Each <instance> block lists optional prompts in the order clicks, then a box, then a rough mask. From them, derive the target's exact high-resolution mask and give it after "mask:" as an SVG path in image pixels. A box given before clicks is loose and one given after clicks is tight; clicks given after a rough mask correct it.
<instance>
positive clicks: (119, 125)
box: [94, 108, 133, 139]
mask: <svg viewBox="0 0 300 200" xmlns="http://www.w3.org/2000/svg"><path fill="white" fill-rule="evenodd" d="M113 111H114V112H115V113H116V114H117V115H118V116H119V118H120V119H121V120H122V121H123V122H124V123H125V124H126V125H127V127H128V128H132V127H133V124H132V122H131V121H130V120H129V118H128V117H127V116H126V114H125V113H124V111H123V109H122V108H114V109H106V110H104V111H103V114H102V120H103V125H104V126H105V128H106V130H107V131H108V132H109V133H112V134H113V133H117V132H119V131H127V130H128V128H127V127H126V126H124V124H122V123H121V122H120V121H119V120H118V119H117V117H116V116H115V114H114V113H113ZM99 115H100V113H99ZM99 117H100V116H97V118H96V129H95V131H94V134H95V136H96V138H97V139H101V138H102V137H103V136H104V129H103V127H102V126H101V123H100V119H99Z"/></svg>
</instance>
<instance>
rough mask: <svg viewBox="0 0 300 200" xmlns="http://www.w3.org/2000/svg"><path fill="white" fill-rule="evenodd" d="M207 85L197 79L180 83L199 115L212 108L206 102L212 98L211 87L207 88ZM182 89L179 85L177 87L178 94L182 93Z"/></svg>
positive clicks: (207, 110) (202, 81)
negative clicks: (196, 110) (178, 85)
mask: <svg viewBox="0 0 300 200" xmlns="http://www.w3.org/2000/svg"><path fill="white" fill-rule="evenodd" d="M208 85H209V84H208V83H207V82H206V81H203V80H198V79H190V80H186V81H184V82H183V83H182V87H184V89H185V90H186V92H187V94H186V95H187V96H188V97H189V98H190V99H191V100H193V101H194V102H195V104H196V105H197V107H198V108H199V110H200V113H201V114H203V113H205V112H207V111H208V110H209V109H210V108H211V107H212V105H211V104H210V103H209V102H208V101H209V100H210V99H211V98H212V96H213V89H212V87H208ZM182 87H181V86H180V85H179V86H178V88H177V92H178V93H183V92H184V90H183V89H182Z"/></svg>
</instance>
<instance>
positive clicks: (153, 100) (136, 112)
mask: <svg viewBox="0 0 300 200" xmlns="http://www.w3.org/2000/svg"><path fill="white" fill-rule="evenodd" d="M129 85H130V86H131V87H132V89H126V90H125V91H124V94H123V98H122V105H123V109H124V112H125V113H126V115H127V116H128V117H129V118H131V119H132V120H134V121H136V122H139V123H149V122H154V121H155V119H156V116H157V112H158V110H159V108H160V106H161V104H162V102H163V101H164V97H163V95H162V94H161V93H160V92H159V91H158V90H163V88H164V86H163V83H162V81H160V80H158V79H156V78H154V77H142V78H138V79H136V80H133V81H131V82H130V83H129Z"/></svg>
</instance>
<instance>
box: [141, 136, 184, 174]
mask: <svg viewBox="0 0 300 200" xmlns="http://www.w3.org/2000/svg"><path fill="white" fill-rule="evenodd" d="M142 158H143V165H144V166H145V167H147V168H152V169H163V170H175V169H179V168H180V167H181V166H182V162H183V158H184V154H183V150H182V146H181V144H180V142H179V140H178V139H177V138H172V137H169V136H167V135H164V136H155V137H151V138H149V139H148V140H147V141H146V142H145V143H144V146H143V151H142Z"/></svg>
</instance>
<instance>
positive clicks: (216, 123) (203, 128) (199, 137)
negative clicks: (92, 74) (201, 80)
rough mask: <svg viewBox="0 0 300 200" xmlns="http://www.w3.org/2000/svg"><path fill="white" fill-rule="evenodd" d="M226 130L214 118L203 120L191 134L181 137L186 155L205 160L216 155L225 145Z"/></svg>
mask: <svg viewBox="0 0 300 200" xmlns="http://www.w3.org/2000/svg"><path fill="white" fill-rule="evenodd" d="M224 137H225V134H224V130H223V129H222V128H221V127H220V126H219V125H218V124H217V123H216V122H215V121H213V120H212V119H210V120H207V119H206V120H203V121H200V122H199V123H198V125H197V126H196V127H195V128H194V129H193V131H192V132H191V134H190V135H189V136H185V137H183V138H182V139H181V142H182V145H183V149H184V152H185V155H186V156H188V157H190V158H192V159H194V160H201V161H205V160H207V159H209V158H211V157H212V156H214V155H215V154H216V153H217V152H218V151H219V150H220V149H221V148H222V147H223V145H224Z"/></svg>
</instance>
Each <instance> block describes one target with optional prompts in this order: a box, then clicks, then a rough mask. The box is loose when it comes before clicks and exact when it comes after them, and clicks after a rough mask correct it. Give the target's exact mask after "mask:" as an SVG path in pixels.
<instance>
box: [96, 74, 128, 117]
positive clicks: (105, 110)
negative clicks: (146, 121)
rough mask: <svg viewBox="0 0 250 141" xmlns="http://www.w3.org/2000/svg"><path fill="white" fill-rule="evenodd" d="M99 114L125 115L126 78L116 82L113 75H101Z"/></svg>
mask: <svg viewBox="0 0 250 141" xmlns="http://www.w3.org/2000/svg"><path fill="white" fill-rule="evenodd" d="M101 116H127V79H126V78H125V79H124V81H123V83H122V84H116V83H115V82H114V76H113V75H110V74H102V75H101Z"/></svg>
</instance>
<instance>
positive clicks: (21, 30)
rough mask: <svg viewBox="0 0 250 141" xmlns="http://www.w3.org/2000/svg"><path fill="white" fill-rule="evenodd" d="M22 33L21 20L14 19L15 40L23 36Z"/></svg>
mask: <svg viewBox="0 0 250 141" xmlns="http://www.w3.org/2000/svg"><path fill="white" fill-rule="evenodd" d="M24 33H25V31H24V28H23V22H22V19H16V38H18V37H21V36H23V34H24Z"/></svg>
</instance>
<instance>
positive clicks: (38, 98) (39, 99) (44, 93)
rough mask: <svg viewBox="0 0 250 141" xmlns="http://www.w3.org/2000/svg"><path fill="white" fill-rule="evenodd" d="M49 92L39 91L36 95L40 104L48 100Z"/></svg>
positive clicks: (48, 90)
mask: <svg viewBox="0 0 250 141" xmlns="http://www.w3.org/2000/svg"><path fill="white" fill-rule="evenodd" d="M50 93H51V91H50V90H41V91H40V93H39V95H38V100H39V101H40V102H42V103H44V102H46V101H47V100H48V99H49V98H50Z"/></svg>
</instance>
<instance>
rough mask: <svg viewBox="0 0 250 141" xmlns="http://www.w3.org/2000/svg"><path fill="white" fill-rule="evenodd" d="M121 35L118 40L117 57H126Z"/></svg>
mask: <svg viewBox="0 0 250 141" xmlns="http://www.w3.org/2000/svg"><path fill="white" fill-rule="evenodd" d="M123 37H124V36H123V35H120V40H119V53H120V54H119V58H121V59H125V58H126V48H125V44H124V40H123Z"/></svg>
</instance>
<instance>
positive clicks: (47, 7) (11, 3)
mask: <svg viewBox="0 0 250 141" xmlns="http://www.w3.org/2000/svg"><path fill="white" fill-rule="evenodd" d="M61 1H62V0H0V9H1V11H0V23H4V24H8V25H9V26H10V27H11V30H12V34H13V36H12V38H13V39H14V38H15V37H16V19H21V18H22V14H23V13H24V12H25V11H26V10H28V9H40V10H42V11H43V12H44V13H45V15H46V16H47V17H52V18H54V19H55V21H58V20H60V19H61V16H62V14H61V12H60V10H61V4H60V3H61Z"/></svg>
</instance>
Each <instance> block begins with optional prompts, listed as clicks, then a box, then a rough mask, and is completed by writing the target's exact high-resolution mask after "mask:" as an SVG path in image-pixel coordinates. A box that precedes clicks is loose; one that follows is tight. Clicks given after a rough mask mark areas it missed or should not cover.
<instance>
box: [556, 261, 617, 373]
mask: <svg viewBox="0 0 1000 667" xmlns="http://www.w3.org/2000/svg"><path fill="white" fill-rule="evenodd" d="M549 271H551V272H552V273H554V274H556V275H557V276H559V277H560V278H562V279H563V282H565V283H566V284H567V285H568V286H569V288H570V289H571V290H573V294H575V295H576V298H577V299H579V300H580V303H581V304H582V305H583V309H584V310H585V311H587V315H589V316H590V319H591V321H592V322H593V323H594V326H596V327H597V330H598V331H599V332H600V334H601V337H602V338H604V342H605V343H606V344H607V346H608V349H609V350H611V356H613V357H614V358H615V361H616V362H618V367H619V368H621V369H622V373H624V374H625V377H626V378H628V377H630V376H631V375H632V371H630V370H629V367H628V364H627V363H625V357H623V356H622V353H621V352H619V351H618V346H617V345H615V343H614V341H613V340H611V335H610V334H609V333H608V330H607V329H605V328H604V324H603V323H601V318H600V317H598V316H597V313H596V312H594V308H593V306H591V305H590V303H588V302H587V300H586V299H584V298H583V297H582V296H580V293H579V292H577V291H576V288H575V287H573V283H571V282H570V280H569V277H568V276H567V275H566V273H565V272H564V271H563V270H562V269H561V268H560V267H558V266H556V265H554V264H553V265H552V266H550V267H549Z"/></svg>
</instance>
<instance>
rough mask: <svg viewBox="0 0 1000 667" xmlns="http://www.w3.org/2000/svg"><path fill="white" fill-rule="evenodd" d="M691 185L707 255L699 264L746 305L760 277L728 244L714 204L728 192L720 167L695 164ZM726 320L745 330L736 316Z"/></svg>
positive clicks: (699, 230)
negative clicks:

§ **Problem**: A copy of each line above that holds the word "given" is the expected answer.

§ **Solution**:
Each <instance> block lists optional prompts in the order clicks, then a box, then a rough mask. From them, derive the target's exact high-resolution mask and give it after "mask:" as an SVG path in image pixels. A box given before clicks is loose and one given after clicks is tight; clicks given after a rough mask correct it.
Each <instance> block begins with optional prompts, listed as clicks, then a box, then a rough mask, and is completed by writing the target's exact high-resolution mask after "mask:" as an SVG path in image-pixel coordinates. A box that precedes clicks is loose; one that follows is tight. Clicks given after a rough mask mark areas it missed or should not cover.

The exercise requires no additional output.